Выбранный отрывок:
Джордж Линдбек сравнивает лингвистические взгляды с двумя другими точками зрения на религиозные доктрины:
1. С точки зрения пропозиционистов, доктрины - это истинные утверждения об объективной реальности. «Традиционная интерпретация христианства утверждает, что оно истинно, универсально и явлено сверхъестественным способом»143. Если каждая доктрина либо истинна, либо ложна, а соперничающие доктрины взаимно исключают друг друга, значит, может существовать лишь одна истинная вера. Пропозиционистский взгляд представляет собой одну из форм реализма, так как он предполагает, что мы в состоянии делать заключения о действительности как она есть.
2. С точки зрения экспрессивистов, доктрины являются символами внутреннего опыта. Либеральное богословие считает, что опыт священного присутствует во всех религиях. Поскольку одно и то же ядро может проявляться в различных символах, последователи различных традиций могут учиться друг у друга. Такая точка зрения уделяет основное внимание частной, индивидуальной стороне религии, а не ее общественным аспектам. Если доктрины - это интерпретации религиозного опыта, то они, судя по всему, не должны вступать в конфликт с научными теориями, затрагивающими религиозные вопросы.

Требования к заданию:
(A) Обновите отрывок о религиозных доктринах: перепишите его от слов «2. С точки зрения» до слов «затрагивающими религиозные вопросы.» включительно, заменив «Либеральное богословие» на «Современное богословие».
(B) Чем являются доктрины с точки зрения экспрессивистов, согласно отрывку о религиозных доктринах?
(C) Продолжите отрывок о религиозных доктринах, начав сразу после его последнего предложения.

Данные:
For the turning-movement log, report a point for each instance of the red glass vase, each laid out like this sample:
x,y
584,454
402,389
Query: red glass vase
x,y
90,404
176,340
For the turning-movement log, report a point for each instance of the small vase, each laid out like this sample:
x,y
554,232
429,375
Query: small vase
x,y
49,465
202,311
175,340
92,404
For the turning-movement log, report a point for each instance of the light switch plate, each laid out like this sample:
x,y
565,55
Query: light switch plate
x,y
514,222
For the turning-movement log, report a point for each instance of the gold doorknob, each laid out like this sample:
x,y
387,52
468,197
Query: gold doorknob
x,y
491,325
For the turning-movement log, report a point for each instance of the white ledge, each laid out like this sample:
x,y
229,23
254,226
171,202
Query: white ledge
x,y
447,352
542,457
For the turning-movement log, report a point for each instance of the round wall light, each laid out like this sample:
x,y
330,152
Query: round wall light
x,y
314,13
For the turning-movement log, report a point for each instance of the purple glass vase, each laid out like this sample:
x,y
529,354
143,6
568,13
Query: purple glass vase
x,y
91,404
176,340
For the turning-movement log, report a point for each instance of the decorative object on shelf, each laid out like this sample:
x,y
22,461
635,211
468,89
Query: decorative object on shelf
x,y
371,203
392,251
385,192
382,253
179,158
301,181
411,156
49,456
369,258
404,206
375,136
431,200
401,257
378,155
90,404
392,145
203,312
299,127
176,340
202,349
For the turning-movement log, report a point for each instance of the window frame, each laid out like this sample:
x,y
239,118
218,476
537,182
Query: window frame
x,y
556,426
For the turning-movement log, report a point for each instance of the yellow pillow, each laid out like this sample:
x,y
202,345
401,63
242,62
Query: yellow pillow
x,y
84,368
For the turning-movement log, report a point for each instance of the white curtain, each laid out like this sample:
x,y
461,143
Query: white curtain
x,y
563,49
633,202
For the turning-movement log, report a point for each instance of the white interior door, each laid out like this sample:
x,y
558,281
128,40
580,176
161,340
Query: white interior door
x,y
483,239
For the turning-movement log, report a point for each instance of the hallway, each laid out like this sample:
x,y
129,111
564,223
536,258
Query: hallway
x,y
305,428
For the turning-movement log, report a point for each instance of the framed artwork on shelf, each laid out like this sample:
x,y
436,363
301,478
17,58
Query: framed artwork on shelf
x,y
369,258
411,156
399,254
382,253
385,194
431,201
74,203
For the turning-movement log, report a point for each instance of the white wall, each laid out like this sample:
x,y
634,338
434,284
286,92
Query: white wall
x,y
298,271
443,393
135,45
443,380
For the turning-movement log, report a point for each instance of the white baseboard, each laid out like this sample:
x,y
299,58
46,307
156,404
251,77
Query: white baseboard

Ответы:
(A)
2. С точки зрения экспрессивистов, доктрины являются символами внутреннего опыта. Современное богословие считает, что опыт священного присутствует во всех религиях. Поскольку одно и то же ядро может проявляться в различных символах, последователи различных традиций могут учиться друг у друга. Такая точка зрения уделяет основное внимание частной, индивидуальной стороне религии, а не ее общественным аспектам. Если доктрины - это интерпретации религиозного опыта, то они, судя по всему, не должны вступать в конфликт с научными теориями, затрагивающими религиозные вопросы.

(B) Символами внутреннего опыта.

(C)
3. С лингвистической точки зрения, которой придерживается и сам Линдбек, доктрины рассматриваются как правила дискурса, которые соотносятся с индивидуальными и общественными формами жизни. Религии помогают идти по жизни. Они являются «образом жизни, которому обучаешься в процессе следования религиозным нормам». Линдбек полагает, что индивидуальный опыт не может быть нашим отправным пунктом, поскольку он уже в какой-то мере предопределен господствующей понятийной и лингвистической структурой. Такой подход позволяет признать уникальность каждой религиозной традиции, не считая ни одну из них единственно истинной. Эту позицию можно назвать нереалистической или инструменталистской. Она не нуждается в допущении универсальной истины или универсального опыта и находит каждую культуру самодостаточной. Сводя к минимуму роль различных верований и утверждений истины, лингвистическая точка зрения устраняет конфликт между наукой и богословием, который может возникать у пропозиционистов, и при этом она избегает индивидуализма и субъективности, присущих экспрессивистам.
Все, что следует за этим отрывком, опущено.